-- START EXCERPTED RECORDS --
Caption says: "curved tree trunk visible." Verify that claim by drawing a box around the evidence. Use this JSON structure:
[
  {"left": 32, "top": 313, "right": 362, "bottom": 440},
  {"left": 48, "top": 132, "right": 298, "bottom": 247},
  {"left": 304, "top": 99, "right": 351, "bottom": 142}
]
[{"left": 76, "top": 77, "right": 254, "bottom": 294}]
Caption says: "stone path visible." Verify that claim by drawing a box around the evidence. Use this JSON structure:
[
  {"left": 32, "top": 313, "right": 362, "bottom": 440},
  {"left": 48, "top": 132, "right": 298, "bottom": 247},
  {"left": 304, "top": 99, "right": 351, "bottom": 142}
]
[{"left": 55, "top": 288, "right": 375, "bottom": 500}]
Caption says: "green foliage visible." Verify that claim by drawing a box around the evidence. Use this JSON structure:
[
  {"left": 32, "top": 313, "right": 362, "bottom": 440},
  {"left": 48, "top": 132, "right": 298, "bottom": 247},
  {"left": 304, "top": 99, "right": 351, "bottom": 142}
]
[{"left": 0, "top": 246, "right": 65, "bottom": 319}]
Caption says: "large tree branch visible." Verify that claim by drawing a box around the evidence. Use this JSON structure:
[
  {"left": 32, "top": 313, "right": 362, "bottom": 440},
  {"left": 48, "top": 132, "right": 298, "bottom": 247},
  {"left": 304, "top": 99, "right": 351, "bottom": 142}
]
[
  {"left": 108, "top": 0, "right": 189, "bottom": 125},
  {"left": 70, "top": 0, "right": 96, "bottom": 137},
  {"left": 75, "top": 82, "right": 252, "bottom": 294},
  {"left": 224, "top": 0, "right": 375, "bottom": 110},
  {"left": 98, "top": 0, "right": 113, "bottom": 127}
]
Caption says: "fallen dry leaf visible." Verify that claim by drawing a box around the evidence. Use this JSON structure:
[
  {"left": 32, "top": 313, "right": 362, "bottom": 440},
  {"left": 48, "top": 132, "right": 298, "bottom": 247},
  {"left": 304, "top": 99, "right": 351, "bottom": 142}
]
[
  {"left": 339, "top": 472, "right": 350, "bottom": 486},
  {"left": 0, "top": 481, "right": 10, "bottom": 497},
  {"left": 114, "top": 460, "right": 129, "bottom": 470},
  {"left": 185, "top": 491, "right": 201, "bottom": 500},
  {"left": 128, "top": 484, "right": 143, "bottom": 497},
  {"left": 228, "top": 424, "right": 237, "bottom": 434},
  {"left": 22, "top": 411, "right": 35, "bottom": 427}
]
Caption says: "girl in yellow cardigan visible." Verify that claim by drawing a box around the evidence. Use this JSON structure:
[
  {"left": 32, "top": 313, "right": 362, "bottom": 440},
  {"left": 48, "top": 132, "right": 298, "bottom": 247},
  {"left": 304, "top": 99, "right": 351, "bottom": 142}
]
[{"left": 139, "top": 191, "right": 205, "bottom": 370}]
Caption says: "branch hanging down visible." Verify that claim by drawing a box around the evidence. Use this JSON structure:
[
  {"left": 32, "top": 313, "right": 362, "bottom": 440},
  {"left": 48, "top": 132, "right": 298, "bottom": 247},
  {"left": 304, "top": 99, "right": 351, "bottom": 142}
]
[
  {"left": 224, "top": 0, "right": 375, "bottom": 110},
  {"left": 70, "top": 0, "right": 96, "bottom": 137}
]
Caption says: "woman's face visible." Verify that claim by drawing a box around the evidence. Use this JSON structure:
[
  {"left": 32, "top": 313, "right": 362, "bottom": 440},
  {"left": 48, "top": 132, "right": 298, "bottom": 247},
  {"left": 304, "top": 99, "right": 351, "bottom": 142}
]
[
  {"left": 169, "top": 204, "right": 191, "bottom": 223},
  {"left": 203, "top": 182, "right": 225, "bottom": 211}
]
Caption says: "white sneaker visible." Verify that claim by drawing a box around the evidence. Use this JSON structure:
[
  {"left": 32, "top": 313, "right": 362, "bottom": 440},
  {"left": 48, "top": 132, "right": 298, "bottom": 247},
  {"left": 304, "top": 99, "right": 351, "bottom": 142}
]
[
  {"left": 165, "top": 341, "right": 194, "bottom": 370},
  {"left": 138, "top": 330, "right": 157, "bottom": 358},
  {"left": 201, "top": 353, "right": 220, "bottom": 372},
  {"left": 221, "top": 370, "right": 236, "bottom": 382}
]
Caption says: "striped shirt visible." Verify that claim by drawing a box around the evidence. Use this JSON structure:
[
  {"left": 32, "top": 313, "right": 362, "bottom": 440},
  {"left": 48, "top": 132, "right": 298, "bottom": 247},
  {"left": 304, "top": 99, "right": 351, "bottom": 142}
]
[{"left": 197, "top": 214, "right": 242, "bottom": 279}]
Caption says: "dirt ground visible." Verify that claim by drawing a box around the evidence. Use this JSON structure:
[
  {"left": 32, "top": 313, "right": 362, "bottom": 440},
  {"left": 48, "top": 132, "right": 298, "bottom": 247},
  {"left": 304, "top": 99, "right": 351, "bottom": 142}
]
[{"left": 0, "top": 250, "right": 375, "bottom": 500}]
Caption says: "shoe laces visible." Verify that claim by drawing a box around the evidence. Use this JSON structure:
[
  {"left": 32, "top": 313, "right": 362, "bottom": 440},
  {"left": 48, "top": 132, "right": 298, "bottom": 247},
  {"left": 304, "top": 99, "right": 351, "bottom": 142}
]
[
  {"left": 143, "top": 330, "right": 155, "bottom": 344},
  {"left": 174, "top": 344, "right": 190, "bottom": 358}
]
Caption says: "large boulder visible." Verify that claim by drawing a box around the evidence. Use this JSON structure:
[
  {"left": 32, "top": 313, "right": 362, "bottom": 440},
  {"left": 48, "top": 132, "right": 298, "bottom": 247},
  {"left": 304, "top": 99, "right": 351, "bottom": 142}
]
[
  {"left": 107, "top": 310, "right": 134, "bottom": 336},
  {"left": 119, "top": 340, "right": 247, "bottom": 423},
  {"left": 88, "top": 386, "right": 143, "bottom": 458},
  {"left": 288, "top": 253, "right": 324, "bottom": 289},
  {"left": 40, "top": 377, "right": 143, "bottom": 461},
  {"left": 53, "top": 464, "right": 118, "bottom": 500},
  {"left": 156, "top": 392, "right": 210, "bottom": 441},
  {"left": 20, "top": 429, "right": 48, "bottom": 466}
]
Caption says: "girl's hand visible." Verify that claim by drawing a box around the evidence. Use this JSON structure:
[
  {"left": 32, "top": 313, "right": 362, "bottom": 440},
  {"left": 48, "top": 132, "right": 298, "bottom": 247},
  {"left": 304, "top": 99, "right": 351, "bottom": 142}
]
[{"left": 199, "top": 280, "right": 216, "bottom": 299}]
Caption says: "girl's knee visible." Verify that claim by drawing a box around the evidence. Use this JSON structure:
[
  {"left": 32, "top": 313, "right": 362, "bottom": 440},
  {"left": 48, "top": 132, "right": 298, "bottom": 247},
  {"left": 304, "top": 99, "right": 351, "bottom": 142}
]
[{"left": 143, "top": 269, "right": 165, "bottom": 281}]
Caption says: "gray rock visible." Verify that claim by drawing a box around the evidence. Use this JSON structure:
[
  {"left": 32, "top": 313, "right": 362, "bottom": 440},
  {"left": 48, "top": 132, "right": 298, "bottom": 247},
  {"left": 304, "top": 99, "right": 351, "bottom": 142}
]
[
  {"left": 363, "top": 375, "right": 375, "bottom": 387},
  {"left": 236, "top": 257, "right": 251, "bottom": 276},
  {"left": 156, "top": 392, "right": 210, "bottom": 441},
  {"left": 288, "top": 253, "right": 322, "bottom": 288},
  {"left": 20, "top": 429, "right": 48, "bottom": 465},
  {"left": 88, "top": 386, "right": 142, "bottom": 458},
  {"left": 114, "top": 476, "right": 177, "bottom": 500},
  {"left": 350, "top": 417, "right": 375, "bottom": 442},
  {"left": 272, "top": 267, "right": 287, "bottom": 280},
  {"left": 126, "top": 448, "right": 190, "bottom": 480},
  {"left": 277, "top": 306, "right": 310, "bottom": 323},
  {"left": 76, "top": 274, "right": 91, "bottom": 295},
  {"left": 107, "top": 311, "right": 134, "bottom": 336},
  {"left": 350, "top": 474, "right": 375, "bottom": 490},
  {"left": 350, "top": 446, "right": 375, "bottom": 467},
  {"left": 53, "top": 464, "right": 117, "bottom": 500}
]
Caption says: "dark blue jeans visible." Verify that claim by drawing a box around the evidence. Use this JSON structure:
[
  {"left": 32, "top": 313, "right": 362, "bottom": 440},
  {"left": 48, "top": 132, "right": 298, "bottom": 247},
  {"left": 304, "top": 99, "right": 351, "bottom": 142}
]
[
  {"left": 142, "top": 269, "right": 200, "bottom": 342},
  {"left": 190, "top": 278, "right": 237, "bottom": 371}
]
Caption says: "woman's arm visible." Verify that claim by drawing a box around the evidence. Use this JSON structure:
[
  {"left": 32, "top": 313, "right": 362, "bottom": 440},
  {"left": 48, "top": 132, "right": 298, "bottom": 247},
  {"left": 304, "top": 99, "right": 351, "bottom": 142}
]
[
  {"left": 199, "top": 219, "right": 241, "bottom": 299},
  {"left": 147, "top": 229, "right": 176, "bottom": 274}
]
-- END EXCERPTED RECORDS --
Pick out each line of the records above that contains the word "large" and copy those lines unchanged.

SOLUTION TO THIS EXERCISE:
Caption says: "large tree branch visible." Verify that claim by drawing a box around the evidence. Use this JSON structure:
Caption says: "large boulder visible." Verify that claim by drawing a box around the evidence. Use this JSON structure:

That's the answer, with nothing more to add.